Records to process:
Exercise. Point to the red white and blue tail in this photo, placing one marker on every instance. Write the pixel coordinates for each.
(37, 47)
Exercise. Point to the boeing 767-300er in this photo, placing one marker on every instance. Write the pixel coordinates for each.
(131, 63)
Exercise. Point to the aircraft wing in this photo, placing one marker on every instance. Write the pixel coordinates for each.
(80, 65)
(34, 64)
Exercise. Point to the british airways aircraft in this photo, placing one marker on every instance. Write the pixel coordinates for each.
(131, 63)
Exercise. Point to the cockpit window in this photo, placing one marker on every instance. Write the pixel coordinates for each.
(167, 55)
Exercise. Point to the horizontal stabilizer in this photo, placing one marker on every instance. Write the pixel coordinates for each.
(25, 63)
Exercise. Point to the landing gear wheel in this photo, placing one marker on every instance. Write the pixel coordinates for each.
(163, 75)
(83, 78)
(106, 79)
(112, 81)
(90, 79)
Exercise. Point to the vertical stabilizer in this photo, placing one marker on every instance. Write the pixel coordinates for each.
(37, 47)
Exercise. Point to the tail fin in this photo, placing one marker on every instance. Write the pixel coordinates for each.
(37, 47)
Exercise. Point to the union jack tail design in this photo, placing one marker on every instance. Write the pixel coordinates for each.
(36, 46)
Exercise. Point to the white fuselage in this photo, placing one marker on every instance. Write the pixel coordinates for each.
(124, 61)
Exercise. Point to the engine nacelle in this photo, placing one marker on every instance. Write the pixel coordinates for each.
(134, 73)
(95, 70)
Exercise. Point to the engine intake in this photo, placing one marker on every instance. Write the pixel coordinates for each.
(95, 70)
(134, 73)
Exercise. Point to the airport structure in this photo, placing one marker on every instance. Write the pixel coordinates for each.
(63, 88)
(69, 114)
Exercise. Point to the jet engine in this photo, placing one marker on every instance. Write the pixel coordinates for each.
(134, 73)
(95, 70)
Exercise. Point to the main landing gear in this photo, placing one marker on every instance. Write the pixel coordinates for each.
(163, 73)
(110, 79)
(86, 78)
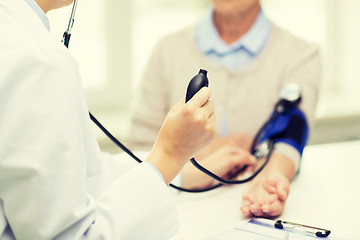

Problem requirements:
Could you copy out the whole listing above word for word, omitting the picture?

Result of this exercise:
Exercise. Point to the red white and blue tail in this photo, placing one marker on every instance. Write the pixel coordinates for each.
(37, 47)
Exercise. Point to the boeing 767-300er in this photo, placing one marker on every instance. Write the pixel coordinates for each.
(131, 63)
Exercise. Point to the aircraft wing in this photo, placing one marker on every instance. Write the pixel coordinates for each.
(80, 65)
(34, 64)
Exercise. Point to the british airways aircraft in this photo, placing one marker on every instance. Write the pixel coordinates for each.
(131, 63)
Exercise. Point to the cockpit window in this photo, placing one marker on every instance. Write the pixel coordinates for each.
(167, 55)
Exercise. Point to the horizontal stabilizer in this photo, placing one marker on every instance. Write the pixel coordinates for each.
(25, 63)
Exercise. Point to the landing gear wheel in this photo, placing one marker on every instance. Write the pixel coordinates for each.
(163, 75)
(83, 78)
(106, 79)
(112, 81)
(90, 79)
Exercise. Point to the vertical stabilizer in this photo, placing one marker on every instance. Write the pixel coordinates for each.
(37, 47)
Exercise. Point to the tail fin in this photo, placing one marker on every instance. Write the pixel coordinates for each.
(37, 47)
Exercise. Point to the union jack tail design in this photo, placing one marker on every instance. Write the pixel coordinates for each.
(36, 46)
Exercise. Point to the white fuselage in this photo, placing one marker on every instance. Write the pixel coordinates for each.
(124, 61)
Exercise. Point to the engine nacelle in this photo, placing one marker on every instance. Write the pixel coordinates for each.
(134, 73)
(95, 70)
Exercise. Point to the engine intake in this photo, placing one marker on every instance. Write the pixel coordinates for each.
(95, 70)
(134, 73)
Exercise. Point to the airport structure in this photo, placing one marker on every instance. Write the pixel coordinates for each.
(63, 88)
(69, 114)
Exercise. Point to the jet engine in this photo, placing one marker on every instance. Write the pixel coordinates for each.
(134, 73)
(95, 70)
Exercise. Point to the main landing gear in this photo, placing one marker on every instance. Write the pixel coordinates for each.
(163, 73)
(110, 79)
(86, 78)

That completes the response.